**Extrait du texte:**
"""

Les mots coulent, fluides, chantant. Ils virevoltent et remplissent la scène de leur humanité, de leur piquant et de leur férocité. Ils nous emmènent au-delà des murs du théâtre dans un voyage immobile sur les routes de France, au cœur des Pyrénées, ou au bord de l’océan. Précis, vivants, ils stimulent notre imagination et esquissent sous nos yeux paysages et gens. En adaptant le carnet de Voyage de Victor Hugo consacré à l’été 1843, Sylvie Blotnikas signe une pièce délicate, intelligente et terriblement drôle qui nous transporte dans le temps et l’espace. Subtil et habité, Julien Rochefort campe un Hugo élégant, insouciant, brillant.

"""

**Liste des tâches:**
1 > Extrayez de la critique de la pièce le passage allant de « Les mots coulent, fluides, chantant. » à « élégant, insouciant, brillant. ».
2 > Condensez le paragraphe de la critique de la pièce qui commence par « Les mots coulent, fluides, chantant » en conservant ses faits essentiels.
3 > Poursuivez la critique de la pièce à partir de sa dernière phrase.

**Entrées extraites:**

"""

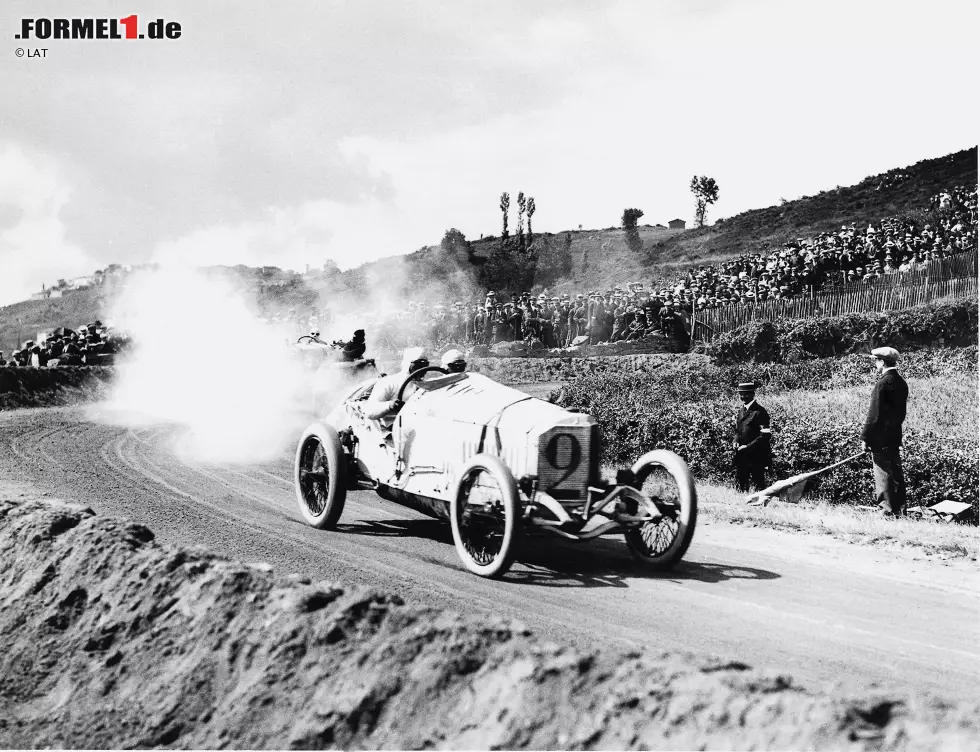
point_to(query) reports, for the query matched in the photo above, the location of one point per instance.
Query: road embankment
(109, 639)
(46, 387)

"""
"""

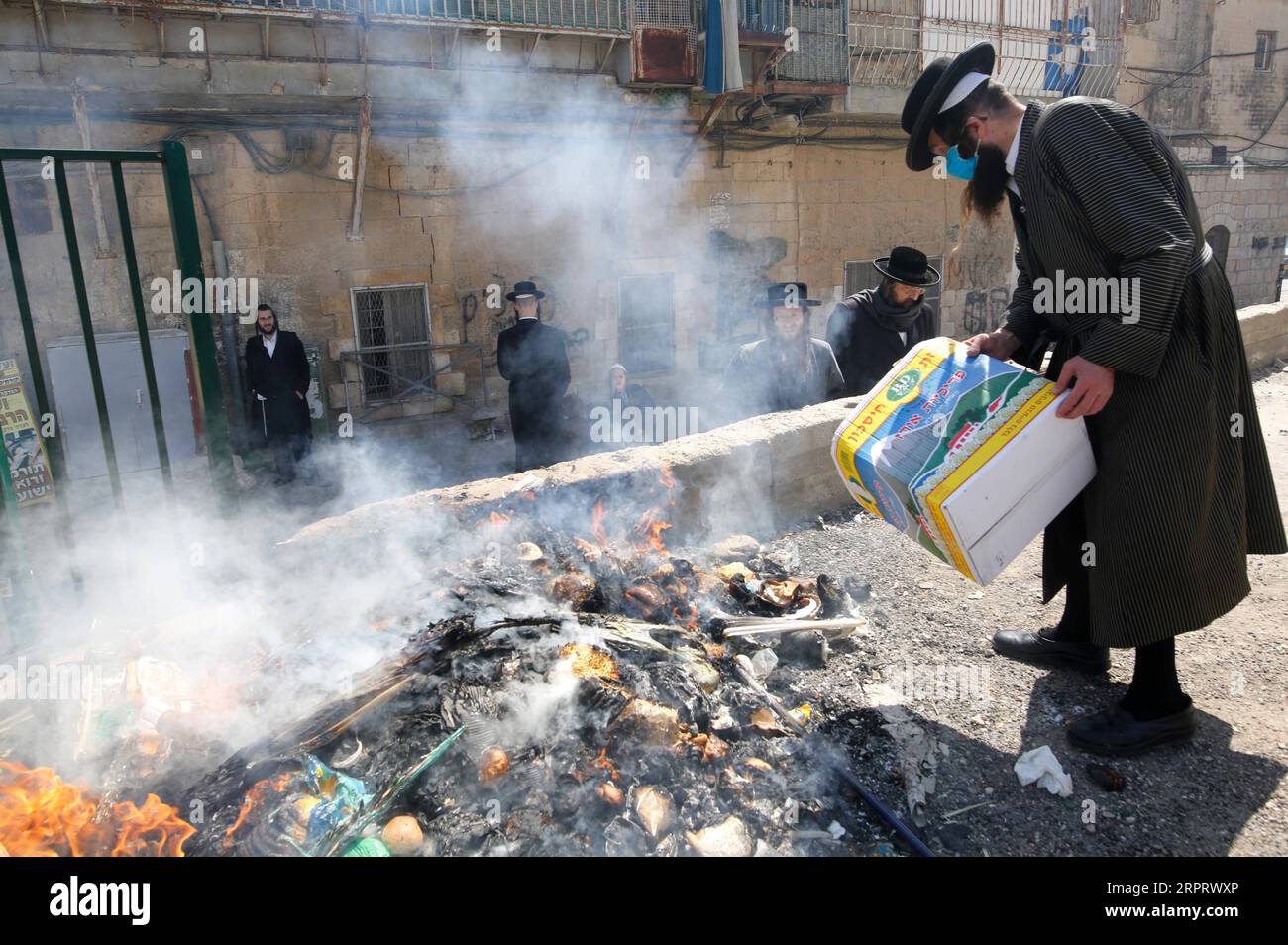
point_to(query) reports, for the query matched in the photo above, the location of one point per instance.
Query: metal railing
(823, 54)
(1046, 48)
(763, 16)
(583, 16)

"""

**Réponses:**
1 >
Les mots coulent, fluides, chantant. Ils virevoltent et remplissent la scène de leur humanité, de leur piquant et de leur férocité. Ils nous emmènent au-delà des murs du théâtre dans un voyage immobile sur les routes de France, au cœur des Pyrénées, ou au bord de l’océan. Précis, vivants, ils stimulent notre imagination et esquissent sous nos yeux paysages et gens. En adaptant le carnet de Voyage de Victor Hugo consacré à l’été 1843, Sylvie Blotnikas signe une pièce délicate, intelligente et terriblement drôle qui nous transporte dans le temps et l’espace. Subtil et habité, Julien Rochefort campe un Hugo élégant, insouciant, brillant.

2 > Sylvie Blotnikas adapte le carnet de voyage de Victor Hugo consacré à l’été 1843 en une pièce délicate, intelligente et très drôle. Ses mots, précis et vivants, emmènent le spectateur sur les routes de France, dans les Pyrénées et au bord de l’océan. Julien Rochefort y incarne un Hugo élégant, insouciant et brillant.

3 >
Alors que la salle est plongée dans le noir, une voix de femme retentit. Elle résonne dans le silence. En quelques mots, elle met en perspective le récit qui va nous être conté. On est au mois de juillet 1843. Victor Hugo, comme chaque été, quitte Paris à la découverte des belles provinces de France. C’est aussi, pour lui, l’occasion de s’évader de son mariage et d’emmener dans ses pérégrinations sa jolie maîtresse, Juliette Drouet. Pourtant, d’elle, il ne reste rien dans les carnets de voyage du grand homme. Elle est une silhouette fantomatique dont la présence est cachée afin de ne blesser personne, et surtout pas la famille du dramaturge. Bien que lointaine et éparpillée, cette dernière reste constamment dans le cœur et les pensées du poète. En témoigne la correspondance qu’il entretient avec sa femme et ses quatre enfants grâce à la poste restante, et qui vient ponctuer les anecdotes et les longues et magnifiques descriptions de l’auteur.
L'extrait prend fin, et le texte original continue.